About this exercise ▸ I'd like every line from the material below that has "target" in it.

Input for this task ▸
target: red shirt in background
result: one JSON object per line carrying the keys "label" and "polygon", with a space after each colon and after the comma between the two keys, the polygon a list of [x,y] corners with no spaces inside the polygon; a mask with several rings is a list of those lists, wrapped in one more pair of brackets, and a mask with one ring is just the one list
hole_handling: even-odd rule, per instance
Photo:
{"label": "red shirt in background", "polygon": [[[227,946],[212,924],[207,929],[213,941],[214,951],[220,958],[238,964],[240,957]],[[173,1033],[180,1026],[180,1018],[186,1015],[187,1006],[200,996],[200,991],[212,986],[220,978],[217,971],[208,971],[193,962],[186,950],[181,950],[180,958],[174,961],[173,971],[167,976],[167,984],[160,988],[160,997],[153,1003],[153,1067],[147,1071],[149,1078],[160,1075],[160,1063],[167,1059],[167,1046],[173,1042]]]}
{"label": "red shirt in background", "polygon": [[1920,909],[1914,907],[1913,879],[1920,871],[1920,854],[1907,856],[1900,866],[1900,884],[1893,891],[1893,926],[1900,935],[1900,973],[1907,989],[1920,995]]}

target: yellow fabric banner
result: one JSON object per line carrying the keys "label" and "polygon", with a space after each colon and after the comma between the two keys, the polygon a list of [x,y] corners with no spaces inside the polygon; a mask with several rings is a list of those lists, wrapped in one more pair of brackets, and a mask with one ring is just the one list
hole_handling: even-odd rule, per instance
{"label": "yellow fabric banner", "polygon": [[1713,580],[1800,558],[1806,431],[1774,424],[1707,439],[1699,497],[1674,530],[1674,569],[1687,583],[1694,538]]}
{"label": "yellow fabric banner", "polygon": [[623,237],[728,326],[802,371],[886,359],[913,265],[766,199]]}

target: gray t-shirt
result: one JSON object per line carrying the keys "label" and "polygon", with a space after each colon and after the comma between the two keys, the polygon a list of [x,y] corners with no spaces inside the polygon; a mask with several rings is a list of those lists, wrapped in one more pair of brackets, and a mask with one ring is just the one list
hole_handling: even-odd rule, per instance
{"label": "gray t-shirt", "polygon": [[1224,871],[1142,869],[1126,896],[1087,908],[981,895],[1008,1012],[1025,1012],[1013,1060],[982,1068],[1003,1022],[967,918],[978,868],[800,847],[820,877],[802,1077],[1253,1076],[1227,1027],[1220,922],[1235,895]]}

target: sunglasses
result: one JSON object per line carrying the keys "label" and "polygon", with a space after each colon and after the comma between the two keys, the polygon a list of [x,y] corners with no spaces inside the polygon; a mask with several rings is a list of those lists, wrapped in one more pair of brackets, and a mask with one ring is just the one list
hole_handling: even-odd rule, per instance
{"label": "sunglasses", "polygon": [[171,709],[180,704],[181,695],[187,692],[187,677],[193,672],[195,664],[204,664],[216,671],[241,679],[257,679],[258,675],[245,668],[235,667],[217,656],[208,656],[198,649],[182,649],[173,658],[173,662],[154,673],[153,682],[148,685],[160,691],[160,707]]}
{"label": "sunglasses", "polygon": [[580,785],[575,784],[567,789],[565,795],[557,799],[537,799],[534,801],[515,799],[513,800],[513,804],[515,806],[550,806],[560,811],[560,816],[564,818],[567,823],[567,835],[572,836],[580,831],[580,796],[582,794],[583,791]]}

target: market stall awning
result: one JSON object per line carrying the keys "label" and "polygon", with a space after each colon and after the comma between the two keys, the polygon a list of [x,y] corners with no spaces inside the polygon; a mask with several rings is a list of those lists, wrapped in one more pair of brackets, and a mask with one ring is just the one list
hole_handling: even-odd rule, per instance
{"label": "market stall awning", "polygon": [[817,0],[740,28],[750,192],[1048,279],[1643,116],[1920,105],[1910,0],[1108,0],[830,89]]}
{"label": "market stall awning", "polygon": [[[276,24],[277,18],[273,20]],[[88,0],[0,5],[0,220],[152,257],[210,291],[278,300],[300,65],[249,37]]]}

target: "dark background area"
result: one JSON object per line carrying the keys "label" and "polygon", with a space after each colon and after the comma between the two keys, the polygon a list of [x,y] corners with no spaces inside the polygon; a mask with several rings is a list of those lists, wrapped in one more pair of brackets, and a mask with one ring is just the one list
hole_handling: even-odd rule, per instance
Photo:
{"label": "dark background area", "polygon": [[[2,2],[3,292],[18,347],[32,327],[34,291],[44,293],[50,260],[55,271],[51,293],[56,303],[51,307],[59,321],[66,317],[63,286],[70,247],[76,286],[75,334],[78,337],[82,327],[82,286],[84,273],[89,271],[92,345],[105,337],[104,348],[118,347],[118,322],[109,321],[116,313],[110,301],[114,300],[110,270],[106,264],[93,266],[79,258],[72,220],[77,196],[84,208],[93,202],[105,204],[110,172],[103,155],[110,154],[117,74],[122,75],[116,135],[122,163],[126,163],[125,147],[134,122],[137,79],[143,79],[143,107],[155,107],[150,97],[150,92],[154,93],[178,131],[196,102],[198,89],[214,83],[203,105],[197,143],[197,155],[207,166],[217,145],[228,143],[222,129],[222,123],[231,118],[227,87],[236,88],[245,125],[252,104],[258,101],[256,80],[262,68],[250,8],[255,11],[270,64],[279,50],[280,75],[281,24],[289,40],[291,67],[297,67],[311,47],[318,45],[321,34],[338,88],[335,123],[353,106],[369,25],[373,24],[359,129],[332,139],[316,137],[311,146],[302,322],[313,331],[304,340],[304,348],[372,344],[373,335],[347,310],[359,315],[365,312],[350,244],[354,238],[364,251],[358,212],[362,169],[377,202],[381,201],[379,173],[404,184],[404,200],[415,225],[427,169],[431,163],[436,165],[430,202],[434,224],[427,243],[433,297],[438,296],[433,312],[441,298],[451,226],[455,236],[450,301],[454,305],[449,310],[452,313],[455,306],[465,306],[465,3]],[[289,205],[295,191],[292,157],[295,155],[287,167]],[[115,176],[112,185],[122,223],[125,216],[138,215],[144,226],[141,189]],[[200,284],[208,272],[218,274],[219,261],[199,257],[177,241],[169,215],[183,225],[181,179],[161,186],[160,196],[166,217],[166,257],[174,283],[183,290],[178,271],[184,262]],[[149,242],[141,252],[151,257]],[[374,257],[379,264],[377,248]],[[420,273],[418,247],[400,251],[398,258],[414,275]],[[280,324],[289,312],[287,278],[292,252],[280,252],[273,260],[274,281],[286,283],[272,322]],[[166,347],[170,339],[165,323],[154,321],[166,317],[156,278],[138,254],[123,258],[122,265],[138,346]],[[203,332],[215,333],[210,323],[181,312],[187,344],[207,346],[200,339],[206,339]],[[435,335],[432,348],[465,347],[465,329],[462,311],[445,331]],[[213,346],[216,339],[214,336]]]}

Solution for this problem ▸
target: red shirt in background
target: yellow fabric banner
target: gray t-shirt
target: sunglasses
target: market stall awning
target: "dark background area"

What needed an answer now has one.